● **Exercise material**:
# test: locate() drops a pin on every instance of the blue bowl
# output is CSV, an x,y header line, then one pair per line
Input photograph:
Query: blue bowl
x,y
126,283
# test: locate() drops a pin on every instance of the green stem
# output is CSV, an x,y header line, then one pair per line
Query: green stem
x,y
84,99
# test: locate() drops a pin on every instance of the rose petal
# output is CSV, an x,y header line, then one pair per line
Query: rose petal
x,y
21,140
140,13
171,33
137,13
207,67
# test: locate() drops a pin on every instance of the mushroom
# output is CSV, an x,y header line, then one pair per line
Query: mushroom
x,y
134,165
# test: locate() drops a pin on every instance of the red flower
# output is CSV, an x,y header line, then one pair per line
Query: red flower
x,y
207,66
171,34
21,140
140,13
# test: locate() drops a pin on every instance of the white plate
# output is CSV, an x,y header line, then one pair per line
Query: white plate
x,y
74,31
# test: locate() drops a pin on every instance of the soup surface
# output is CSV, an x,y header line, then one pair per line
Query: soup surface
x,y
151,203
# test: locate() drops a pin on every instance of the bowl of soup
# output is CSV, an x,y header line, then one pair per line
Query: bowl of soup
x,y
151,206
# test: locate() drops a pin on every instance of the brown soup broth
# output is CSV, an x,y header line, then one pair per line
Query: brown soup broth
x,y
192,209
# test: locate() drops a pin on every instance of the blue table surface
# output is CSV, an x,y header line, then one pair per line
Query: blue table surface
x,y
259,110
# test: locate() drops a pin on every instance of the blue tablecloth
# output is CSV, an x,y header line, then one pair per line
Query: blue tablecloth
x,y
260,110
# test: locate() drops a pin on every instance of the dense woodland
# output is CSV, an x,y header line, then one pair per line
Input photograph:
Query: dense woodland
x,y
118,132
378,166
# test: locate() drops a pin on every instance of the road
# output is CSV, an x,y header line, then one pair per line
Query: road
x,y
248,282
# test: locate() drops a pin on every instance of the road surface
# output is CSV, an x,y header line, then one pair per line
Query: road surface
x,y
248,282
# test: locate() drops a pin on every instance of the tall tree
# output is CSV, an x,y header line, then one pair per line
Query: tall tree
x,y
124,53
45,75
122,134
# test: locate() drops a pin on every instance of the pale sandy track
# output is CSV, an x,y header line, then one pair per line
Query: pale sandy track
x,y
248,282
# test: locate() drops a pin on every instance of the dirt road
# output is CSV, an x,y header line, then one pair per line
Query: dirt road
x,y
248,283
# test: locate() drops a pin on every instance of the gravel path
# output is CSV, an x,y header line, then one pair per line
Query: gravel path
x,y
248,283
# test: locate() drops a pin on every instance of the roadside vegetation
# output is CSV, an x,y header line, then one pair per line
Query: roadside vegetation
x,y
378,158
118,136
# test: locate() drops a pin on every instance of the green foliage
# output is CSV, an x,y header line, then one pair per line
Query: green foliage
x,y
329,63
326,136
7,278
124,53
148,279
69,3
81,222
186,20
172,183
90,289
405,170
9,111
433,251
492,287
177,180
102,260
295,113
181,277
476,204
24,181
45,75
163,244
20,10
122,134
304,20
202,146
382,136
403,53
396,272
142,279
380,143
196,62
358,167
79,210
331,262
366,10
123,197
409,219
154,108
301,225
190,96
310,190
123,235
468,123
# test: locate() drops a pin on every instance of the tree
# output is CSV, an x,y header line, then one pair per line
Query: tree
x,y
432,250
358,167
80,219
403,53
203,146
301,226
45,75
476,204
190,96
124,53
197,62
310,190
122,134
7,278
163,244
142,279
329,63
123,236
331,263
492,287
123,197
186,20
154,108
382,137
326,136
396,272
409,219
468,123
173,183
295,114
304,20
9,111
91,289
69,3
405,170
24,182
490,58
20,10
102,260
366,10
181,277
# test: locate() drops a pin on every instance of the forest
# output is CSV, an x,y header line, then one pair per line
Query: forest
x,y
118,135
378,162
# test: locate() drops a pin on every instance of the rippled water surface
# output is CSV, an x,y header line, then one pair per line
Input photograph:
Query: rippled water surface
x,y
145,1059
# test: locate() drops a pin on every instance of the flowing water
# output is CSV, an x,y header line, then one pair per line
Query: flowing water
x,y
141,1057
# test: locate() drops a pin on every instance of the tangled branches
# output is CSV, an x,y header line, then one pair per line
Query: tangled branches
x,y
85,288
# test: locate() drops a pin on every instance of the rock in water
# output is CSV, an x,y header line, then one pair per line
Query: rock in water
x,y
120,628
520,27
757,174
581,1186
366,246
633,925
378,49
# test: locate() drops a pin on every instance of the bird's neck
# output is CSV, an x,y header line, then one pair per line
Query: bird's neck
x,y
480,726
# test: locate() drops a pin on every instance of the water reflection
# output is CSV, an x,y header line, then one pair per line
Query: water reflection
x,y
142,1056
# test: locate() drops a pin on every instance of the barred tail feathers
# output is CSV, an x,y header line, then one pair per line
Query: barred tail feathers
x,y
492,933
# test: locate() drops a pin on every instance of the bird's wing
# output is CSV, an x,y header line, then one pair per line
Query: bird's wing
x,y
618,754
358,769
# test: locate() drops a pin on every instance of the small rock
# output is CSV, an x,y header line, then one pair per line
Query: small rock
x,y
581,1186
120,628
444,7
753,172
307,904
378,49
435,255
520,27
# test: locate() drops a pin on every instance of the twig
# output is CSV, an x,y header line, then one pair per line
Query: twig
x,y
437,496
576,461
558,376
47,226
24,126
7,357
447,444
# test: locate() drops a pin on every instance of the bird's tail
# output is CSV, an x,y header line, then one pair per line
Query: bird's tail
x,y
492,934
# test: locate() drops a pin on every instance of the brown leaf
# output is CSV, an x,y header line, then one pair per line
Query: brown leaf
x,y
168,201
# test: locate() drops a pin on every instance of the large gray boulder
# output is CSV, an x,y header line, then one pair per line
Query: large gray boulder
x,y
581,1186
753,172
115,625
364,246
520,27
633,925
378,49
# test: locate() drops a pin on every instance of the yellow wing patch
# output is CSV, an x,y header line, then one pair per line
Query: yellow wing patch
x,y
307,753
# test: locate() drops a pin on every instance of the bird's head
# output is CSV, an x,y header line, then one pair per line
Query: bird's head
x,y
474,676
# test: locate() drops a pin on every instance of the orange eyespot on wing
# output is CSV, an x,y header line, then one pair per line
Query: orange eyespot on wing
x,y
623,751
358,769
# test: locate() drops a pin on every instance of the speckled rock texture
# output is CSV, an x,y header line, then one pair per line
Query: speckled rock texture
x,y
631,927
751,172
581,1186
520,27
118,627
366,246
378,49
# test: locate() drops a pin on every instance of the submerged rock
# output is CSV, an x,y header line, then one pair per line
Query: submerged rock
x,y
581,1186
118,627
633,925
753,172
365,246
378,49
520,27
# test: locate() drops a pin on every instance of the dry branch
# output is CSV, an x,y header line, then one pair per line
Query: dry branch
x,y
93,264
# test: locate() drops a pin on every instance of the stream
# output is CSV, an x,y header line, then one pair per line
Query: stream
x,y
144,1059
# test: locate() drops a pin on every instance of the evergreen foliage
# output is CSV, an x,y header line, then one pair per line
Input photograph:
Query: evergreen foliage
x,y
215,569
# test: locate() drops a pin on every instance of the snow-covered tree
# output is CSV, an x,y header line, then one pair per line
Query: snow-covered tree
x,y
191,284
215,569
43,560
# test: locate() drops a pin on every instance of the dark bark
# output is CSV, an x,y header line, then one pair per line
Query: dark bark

● **The problem**: Exact copies of all the entries above are required.

● **Answer box**:
# test: locate() drops a pin on every instance of the blue bowl
# output is CSV, an x,y header line, then one pair per line
Input photograph:
Query: blue bowl
x,y
126,283
# test: locate() drops a pin on every instance of the green stem
# output is CSV, an x,y header line, then one pair per line
Query: green stem
x,y
84,99
# test: locate() drops a pin on every instance of the rose petal
# output is CSV, an x,y header line, then one pair per line
Query: rose petal
x,y
21,140
140,13
171,33
137,13
207,67
# test: locate() drops a pin on every instance of the mushroom
# output is CSV, an x,y header line, then one pair per line
Query: mushroom
x,y
134,165
# test: locate() drops a pin on every instance of the red flower
# output is CSV, an x,y header line, then one pair per line
Query: red flower
x,y
207,66
171,34
21,140
140,13
# test: locate() drops a pin on every instance of the white plate
# output is CSV, an x,y header line, then one pair per line
Query: white plate
x,y
74,31
# test: locate() drops a pin on every instance of the soup surface
# output is CSV, an x,y header line, then one pair per line
Query: soup surface
x,y
151,203
# test: locate() drops a pin on every instance of the bowl of soup
# output is CSV, an x,y header line, then one pair per line
Query: bowl of soup
x,y
151,206
# test: locate() drops a pin on every instance of the brown soup broth
# output is CSV, an x,y header line, then one pair per line
Query: brown soup broth
x,y
192,209
# test: locate() drops a pin on every instance of the blue table surface
# output is CSV, an x,y header line, then one pair per line
Query: blue table surface
x,y
259,110
# test: locate() drops a pin on every instance of the blue tablecloth
# output is CSV, an x,y header line, then one pair per line
Query: blue tablecloth
x,y
260,110
# test: locate() drops a pin on every instance of the dense woodland
# output is CSV, an x,y header line, then one pair per line
Input photograph:
Query: dense woodland
x,y
118,132
378,166
# test: locate() drops a pin on every instance of the road
# output is CSV, an x,y header line, then one pair per line
Query: road
x,y
248,282
# test: locate() drops a pin on every instance of the road surface
# output is CSV, an x,y header line, then one pair per line
Query: road surface
x,y
248,282
# test: locate() drops a pin on every instance of the tall tree
# output is CSV, an x,y header line, then one pair per line
Query: tall tree
x,y
124,53
45,75
122,134
# test: locate() drops a pin on every instance of the pale sandy track
# output is CSV, an x,y header line, then one pair per line
Query: pale sandy track
x,y
248,282
# test: locate() drops a pin on every instance of the dirt road
# output is CSV, an x,y header line, then one pair per line
Query: dirt road
x,y
248,283
# test: locate() drops a pin on every instance of the gravel path
# output is CSV, an x,y header line, then one pair per line
Query: gravel path
x,y
248,283
# test: locate() drops a pin on every instance of the roadside vegetation
# output is CSV, an x,y header line, then one pair per line
Query: roadside vegetation
x,y
378,158
118,136
# test: locate() drops a pin on every instance of the green foliage
# output is CSV, an x,y header line, then one pair per line
Query: green foliage
x,y
329,63
326,136
7,278
124,53
148,279
69,3
81,222
186,20
172,183
90,289
405,170
9,111
433,251
492,287
177,180
102,260
295,113
181,277
476,204
24,181
45,75
163,244
20,10
122,134
304,20
202,146
382,136
403,53
396,272
142,279
380,143
196,62
358,167
79,210
331,262
366,10
123,197
409,219
154,108
301,225
190,96
310,190
123,235
468,123
# test: locate() drops a pin on every instance of the tree
# output is CSV, an x,y header line, then one pair per line
Query: tree
x,y
432,250
358,167
80,219
403,53
203,146
301,226
45,75
476,204
190,96
124,53
197,62
310,190
122,134
7,278
163,244
142,279
329,63
123,236
331,263
492,287
123,197
186,20
154,108
382,137
326,136
396,272
409,219
468,123
173,183
295,114
304,20
9,111
91,289
69,3
405,170
24,182
490,58
20,10
102,260
366,10
181,277
# test: locate() drops a pin on every instance of the forest
# output is CSV, an x,y header line, then one pair per line
Query: forest
x,y
118,135
378,162
# test: locate() drops a pin on every instance of the rippled water surface
# output is CSV, an x,y header line, then one pair per line
Input photograph:
Query: rippled water surface
x,y
145,1059
# test: locate() drops a pin on every instance of the flowing water
# output is CSV, an x,y header line, then one pair per line
Query: flowing water
x,y
141,1057
# test: locate() drops a pin on every instance of the tangled branches
# output is CSV, an x,y header line, then one pair per line
Query: tangled branches
x,y
85,288
# test: locate() drops a pin on every instance of the rock in water
# output is CSV, an x,y header line, then one pair per line
Query: rock in water
x,y
120,628
520,27
757,174
581,1186
366,246
633,925
378,49
# test: locate() drops a pin on every instance of the bird's neck
# output is CSV, an x,y header line, then one pair per line
Query: bird's neck
x,y
480,726
# test: locate() drops a pin on every instance of the water reflection
# output is CSV, an x,y header line, then one pair per line
Query: water reflection
x,y
142,1056
# test: locate() drops a pin on every instance of the barred tail feathers
# output is CSV, an x,y header line, then one pair per line
Query: barred tail feathers
x,y
492,933
# test: locate() drops a pin on every instance of the bird's wing
# output is CSV, an x,y header line, then one pair per line
Query: bird's wing
x,y
618,754
358,769
# test: locate() drops a pin on every instance of the small rock
# output is CSV, an x,y header line, then one pair per line
Query: small rock
x,y
581,1186
120,628
444,7
753,172
307,904
378,49
435,255
520,27
# test: locate() drops a pin on every instance of the twig
# output is CSV, an x,y header line, then one pair per line
Query: twig
x,y
437,496
576,461
558,376
47,226
24,126
7,357
447,444
# test: locate() drops a pin on every instance of the bird's tail
# output is CSV, an x,y header line, then one pair per line
Query: bird's tail
x,y
492,934
# test: locate() drops a pin on every instance of the brown leaf
# output is CSV, an x,y header line, then one pair per line
Query: brown leaf
x,y
168,201
# test: locate() drops a pin on every instance of the large gray boulder
# output is CSV, an x,y header line, then one pair per line
Query: large gray boulder
x,y
581,1186
753,172
115,625
364,246
520,27
633,925
378,49
# test: locate() drops a pin on every instance of the yellow wing patch
# output is CSV, an x,y header line, then one pair per line
Query: yellow wing patch
x,y
307,753
# test: locate() drops a pin on every instance of the bird's head
# output is CSV, an x,y header line, then one pair per line
Query: bird's head
x,y
474,676
# test: locate() drops a pin on every instance of the orange eyespot on wing
# output is CSV, an x,y header line, then one pair per line
Query: orange eyespot on wing
x,y
623,751
358,769
# test: locate() drops a pin on every instance of the speckled rock texture
# output is CSV, an x,y header line, then one pair per line
Query: speckled rock texture
x,y
631,927
751,172
581,1186
520,27
118,627
366,246
378,49
# test: locate() drops a pin on every instance of the submerged rock
# output is CSV, an x,y header line, then one pair per line
Query: submerged rock
x,y
581,1186
118,627
633,925
753,172
365,246
378,49
520,27
# test: locate() drops a pin on every instance of the dry branch
# output is CSV, an x,y header line, then one pair per line
Query: dry branch
x,y
93,264
# test: locate() drops a pin on every instance of the stream
# output is CSV, an x,y header line, then one pair per line
Query: stream
x,y
144,1059
# test: locate() drops a pin on every instance of the evergreen foliage
# output is CSV, an x,y header line, then one pair per line
Input photograph:
Query: evergreen foliage
x,y
215,569
# test: locate() drops a pin on every instance of the snow-covered tree
# output is CSV, an x,y header line, then one pair per line
Query: snow-covered tree
x,y
191,284
215,569
43,560
# test: locate() drops a pin on every instance of the dark bark
# output is CSV, an x,y header line, then one pair per line
Query: dark bark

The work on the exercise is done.